◆ Given task: Rewrite the material below with "wooden piling" swapped for "mooring post", leaving everything else unchanged.

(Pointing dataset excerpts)

%%

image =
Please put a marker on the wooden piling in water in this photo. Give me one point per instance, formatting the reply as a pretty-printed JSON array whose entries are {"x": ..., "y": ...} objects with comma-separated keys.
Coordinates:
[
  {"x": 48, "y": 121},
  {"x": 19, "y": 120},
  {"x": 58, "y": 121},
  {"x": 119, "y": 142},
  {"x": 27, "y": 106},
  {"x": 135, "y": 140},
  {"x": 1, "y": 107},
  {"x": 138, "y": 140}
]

%%

◆ Written solution:
image =
Please put a marker on the mooring post in water in this photo. Give me one point per instance, formatting the reply as a pretty-printed JSON array whose entries are {"x": ..., "y": ...} objects with comma-separated keys.
Coordinates:
[
  {"x": 48, "y": 121},
  {"x": 19, "y": 120},
  {"x": 58, "y": 121},
  {"x": 119, "y": 142},
  {"x": 27, "y": 106},
  {"x": 135, "y": 140},
  {"x": 1, "y": 107},
  {"x": 138, "y": 140}
]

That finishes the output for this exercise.